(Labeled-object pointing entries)

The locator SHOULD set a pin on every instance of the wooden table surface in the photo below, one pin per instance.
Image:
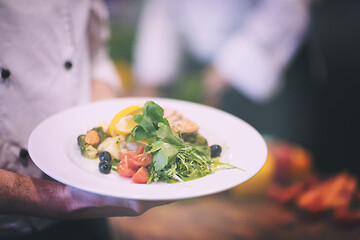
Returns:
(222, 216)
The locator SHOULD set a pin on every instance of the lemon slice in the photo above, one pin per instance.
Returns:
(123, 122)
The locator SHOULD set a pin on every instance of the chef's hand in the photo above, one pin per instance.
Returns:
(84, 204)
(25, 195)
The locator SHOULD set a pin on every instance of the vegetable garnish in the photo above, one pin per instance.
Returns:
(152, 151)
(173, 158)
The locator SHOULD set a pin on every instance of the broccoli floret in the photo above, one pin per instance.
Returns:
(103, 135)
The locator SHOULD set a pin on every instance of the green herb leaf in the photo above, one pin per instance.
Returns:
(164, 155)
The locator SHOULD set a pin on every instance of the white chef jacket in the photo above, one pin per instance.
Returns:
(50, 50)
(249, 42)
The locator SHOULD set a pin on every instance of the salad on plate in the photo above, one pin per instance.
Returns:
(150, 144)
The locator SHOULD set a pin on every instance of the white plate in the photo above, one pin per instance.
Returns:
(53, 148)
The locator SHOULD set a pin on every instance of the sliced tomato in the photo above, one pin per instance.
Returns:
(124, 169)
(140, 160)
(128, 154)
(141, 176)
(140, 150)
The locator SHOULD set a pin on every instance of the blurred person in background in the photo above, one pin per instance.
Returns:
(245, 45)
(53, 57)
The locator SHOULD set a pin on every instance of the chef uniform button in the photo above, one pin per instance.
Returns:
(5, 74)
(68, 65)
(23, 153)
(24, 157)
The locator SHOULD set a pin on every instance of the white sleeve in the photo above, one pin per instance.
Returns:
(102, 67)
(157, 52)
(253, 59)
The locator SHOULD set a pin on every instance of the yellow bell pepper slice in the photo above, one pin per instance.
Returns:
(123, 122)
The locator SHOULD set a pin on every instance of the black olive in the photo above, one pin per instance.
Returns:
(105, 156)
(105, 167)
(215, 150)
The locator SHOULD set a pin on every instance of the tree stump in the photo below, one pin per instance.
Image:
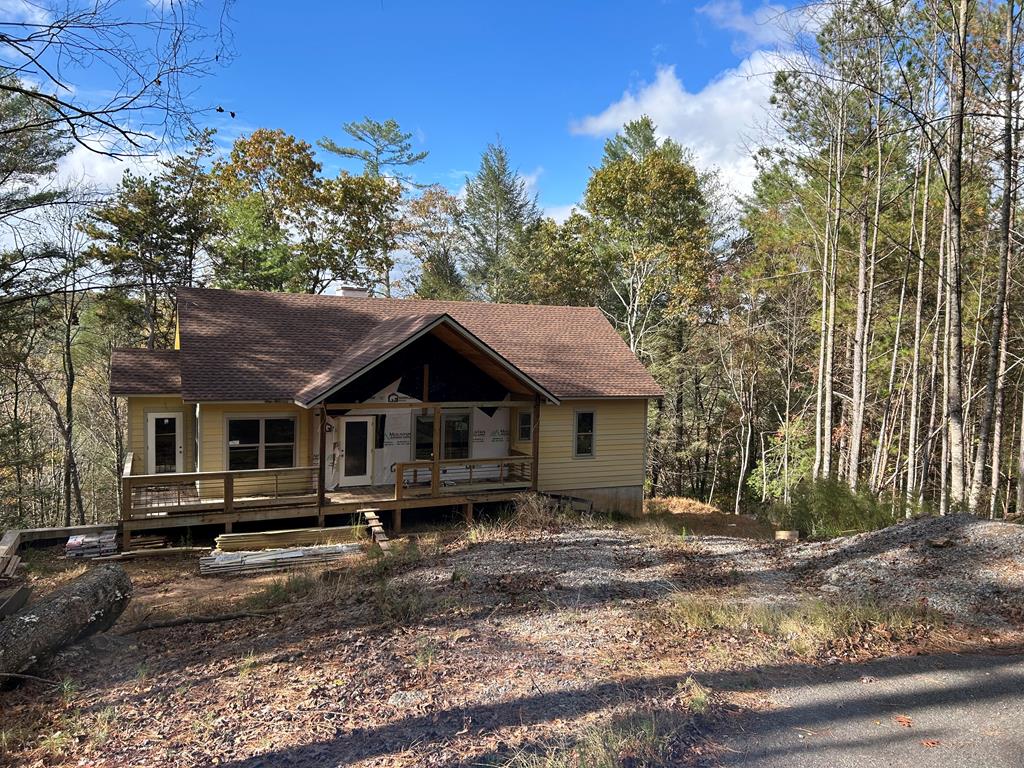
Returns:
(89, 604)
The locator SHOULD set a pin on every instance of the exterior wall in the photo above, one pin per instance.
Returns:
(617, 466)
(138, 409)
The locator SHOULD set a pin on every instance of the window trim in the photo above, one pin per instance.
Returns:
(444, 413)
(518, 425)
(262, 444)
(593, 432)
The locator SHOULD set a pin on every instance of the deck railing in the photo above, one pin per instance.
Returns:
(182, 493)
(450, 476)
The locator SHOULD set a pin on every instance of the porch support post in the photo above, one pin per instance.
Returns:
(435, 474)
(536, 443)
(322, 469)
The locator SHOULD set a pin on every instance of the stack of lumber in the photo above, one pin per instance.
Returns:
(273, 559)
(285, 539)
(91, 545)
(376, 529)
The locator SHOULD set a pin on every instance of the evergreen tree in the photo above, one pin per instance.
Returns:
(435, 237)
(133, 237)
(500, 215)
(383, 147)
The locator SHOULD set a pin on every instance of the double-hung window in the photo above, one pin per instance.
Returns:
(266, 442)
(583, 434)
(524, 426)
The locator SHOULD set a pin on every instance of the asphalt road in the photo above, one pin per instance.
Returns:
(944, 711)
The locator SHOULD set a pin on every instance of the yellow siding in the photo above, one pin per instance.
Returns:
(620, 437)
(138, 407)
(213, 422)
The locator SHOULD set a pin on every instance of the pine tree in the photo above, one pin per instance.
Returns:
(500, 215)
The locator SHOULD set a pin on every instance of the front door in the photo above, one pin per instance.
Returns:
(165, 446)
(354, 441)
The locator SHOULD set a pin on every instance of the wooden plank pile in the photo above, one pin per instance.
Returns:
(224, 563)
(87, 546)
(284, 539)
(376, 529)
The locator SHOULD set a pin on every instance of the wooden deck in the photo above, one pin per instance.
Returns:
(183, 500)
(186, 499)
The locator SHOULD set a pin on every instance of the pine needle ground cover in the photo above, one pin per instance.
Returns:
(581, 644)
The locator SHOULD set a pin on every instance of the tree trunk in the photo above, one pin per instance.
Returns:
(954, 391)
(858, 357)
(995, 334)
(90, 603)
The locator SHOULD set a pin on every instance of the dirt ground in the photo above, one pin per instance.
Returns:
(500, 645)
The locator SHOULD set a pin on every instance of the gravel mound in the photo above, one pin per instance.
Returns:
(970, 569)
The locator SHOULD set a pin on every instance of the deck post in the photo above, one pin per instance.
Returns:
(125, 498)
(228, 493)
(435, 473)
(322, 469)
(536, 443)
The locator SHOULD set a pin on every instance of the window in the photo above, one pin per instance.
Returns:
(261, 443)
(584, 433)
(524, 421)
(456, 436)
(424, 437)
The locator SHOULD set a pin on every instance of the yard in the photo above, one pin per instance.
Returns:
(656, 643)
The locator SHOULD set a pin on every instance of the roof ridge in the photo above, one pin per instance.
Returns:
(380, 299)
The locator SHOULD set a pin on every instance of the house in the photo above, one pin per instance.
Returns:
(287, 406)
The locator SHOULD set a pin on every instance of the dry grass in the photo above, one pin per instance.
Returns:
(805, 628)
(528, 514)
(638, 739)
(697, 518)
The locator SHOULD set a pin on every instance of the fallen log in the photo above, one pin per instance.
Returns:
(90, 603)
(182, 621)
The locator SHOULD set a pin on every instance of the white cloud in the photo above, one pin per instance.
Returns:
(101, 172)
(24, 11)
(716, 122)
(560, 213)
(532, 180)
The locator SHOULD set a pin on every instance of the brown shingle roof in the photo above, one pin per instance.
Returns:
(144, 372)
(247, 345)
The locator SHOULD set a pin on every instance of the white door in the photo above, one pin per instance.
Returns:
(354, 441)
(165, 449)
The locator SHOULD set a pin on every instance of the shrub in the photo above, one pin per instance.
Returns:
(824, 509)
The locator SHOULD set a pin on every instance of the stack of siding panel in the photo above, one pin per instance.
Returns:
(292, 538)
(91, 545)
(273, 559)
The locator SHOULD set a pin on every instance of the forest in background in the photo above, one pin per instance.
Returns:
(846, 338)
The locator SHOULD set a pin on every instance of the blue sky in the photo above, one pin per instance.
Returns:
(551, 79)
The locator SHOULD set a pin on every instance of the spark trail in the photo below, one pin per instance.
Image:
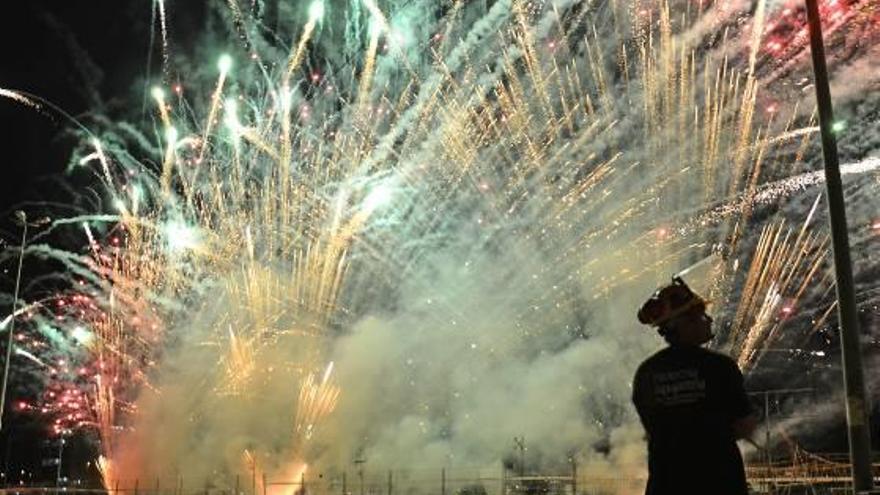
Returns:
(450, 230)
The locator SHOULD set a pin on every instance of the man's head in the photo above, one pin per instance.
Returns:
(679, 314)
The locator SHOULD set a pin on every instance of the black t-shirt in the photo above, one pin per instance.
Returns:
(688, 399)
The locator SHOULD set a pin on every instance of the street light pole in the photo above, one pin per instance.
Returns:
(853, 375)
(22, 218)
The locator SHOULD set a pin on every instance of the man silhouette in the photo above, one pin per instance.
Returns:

- [Aim of the task]:
Reproduce every record above exactly, but leave out the pictures.

- [Answer to this problem]:
The locator SHOULD set a pin on every instance of the wooden table surface in the photo below, one pin per instance.
Image:
Returns:
(222, 216)
The locator SHOULD set a pin on every instance of the lemon slice in the photo above, one pin per instance.
Returns:
(123, 122)
The locator SHOULD set a pin on every instance of the chef's hand in the photo above, one pin per instance.
Returns:
(84, 204)
(25, 195)
The locator SHOULD set a pin on every instance of the vegetable garnish in the photo above, one pin per instance.
Returns:
(152, 151)
(173, 158)
The locator SHOULD set a pin on every instance of the broccoli floret in the photo above, one pin per instance.
Returns:
(103, 135)
The locator SHOULD set a pin on every instance of the green herb leaf in the photo above, one pin per instance.
Returns:
(164, 155)
The locator SHOULD set a pin on every instance of the white chef jacket in the photo above, one pin per instance.
Returns:
(50, 50)
(249, 42)
The locator SHOULD set a pin on every instance of the salad on plate in the photo above, one pin per instance.
Returns:
(150, 144)
The locator SHOULD set a pin on every instance of the white plate in the photo above, one pin per instance.
Returns:
(53, 148)
The locator SHOULD set a pin on every instance of the sliced tomato in the photo above, one pin per instance.
Returns:
(124, 169)
(140, 160)
(128, 154)
(141, 176)
(140, 150)
The locator SHOULD set a pin on every instance of the blurred person in background in the photo above, one pin per instance.
Returns:
(245, 45)
(53, 57)
The locator SHOULD set a pin on every instance of the chef uniform button in the photo above, one pin per instance.
Returns:
(5, 74)
(68, 65)
(23, 153)
(24, 157)
The locator SHOULD set a pin on every instance of the white sleeve in the photo above, one pin per instance.
Returns:
(102, 67)
(157, 52)
(253, 59)
The locator SHOULD set a pin on every instance of the yellow bell pepper slice in the photo above, one pin per instance.
Returns:
(123, 122)
The locator SHOULD set a pin on every instance of the black olive in the photo above, one pin per instance.
Returns:
(105, 156)
(105, 167)
(215, 150)
The locator SHOULD set a pin on every instance of the tree stump in the photo below, one pin per instance.
Image:
Returns:
(89, 604)
The locator SHOULD set a pin on every instance of the exterior wall in the photo above, one pin per instance.
Returns:
(617, 466)
(138, 409)
The locator SHOULD set a pin on every instance of the window trim in the photo above, one pin per instance.
Returns:
(444, 413)
(518, 425)
(262, 444)
(593, 432)
The locator SHOULD set a pin on every instance of the deck railing in the photo above, one pin per instance.
Returns:
(182, 493)
(450, 476)
The locator SHOULD set a pin on every instance of the porch support post in the photo above, one pin per instance.
Returns:
(435, 474)
(536, 443)
(322, 469)
The locator SHOULD set a pin on every instance of the stack of lumber in the photo above, one pin per instance.
Returns:
(273, 559)
(285, 539)
(91, 545)
(376, 529)
The locator SHOULD set a pin on every instance of the evergreen tree in the photo above, one pin per instance.
Returns:
(435, 237)
(133, 237)
(500, 215)
(383, 147)
The locator SHOULD set a pin on every instance of the double-hung window in the photo above, one pin per instance.
Returns:
(266, 442)
(583, 434)
(524, 426)
The locator SHOULD set a pin on every instance of the asphalt road in the photo above, one pin per instance.
Returns:
(944, 711)
The locator SHOULD set a pin on every instance of the yellow siding in the photo above, one pin per instance.
Returns:
(620, 437)
(138, 407)
(213, 422)
The locator SHOULD set a pin on every instance of the pine tree in the photo above, one pin per instance.
Returns:
(500, 215)
The locator SHOULD set a pin on every instance of the front door in the photo above, one pin per instance.
Returns:
(165, 446)
(354, 441)
The locator SHOULD set a pin on every instance of the wooden plank pile in the photo above, one pin per instance.
Returns:
(224, 563)
(87, 546)
(284, 539)
(376, 529)
The locator SHOULD set a pin on every instance of the wooden deck in the photo above, one pin per instance.
Returns:
(183, 500)
(186, 499)
The locator SHOULD set a pin on every instance of the pine needle ground cover in the photo above, one pin per instance.
Returns:
(581, 644)
The locator SHOULD set a pin on every instance of the tree trunk in the photo above, one pin per instance.
Returns:
(954, 391)
(858, 357)
(995, 334)
(90, 603)
The locator SHOULD set a pin on every instance of the dirt ground in the photo above, one pin per instance.
Returns:
(500, 645)
The locator SHOULD set a pin on every instance of the gravel mound in the photo above, one pin per instance.
Returns:
(970, 569)
The locator SHOULD set a pin on every instance of the deck post in the photo above, one pin per instance.
Returns:
(125, 498)
(228, 493)
(435, 473)
(322, 469)
(536, 443)
The locator SHOULD set a pin on every instance of the window in the photo above, one pin per instance.
Returns:
(261, 443)
(584, 433)
(524, 421)
(456, 436)
(424, 437)
The locator SHOULD set a pin on every instance of the yard in the photo above, one pin per instance.
Returns:
(656, 643)
The locator SHOULD set a pin on every instance of the roof ridge in the photo above, one pin per instance.
Returns:
(380, 299)
The locator SHOULD set a pin on every instance of the house in the photo above, one pin per instance.
Returns:
(287, 406)
The locator SHOULD set a pin on every instance of the dry grass in the photo above, one pin per instance.
Returns:
(805, 628)
(528, 514)
(638, 739)
(697, 518)
The locator SHOULD set a pin on every instance of the fallen log in the photo above, one pin per instance.
Returns:
(90, 603)
(182, 621)
The locator SHOULD set a pin on every instance of the white cloud in the photo above, one pin per instance.
Returns:
(101, 172)
(24, 11)
(716, 122)
(560, 213)
(532, 180)
The locator SHOULD set a pin on every instance of the brown shingle roof in the photo above, one pin per instance.
Returns:
(144, 372)
(247, 345)
The locator SHOULD set a pin on every instance of the white door in the photo above, one pin per instance.
Returns:
(354, 441)
(165, 449)
The locator SHOULD set a pin on every instance of the shrub in the photo above, one pin per instance.
Returns:
(824, 509)
The locator SHOULD set a pin on every instance of the stack of siding panel in the photo above, one pin per instance.
Returns:
(292, 538)
(91, 545)
(273, 559)
The locator SHOULD set a pin on every instance of the forest in background in the photo above, one pin per instance.
Returns:
(846, 338)
The locator SHOULD set a pin on every instance of the blue sky in the photo above, one pin per instance.
Returns:
(551, 79)
The locator SHOULD set a pin on every instance of the spark trail in the photo below, one pin per instance.
Image:
Returns:
(450, 230)
The locator SHOULD set a pin on every instance of the man's head in the photo above, one pin per instance.
Returns:
(679, 314)
The locator SHOULD set a pin on every instance of the black t-shirt in the photo above, one pin per instance.
Returns:
(688, 399)
The locator SHOULD set a pin on every instance of the street light pole in the photo above, one pin per instance.
Returns:
(853, 375)
(22, 218)
The locator SHOULD set a pin on every instance of the man silhouette in the photo above, one pin per instance.
Returns:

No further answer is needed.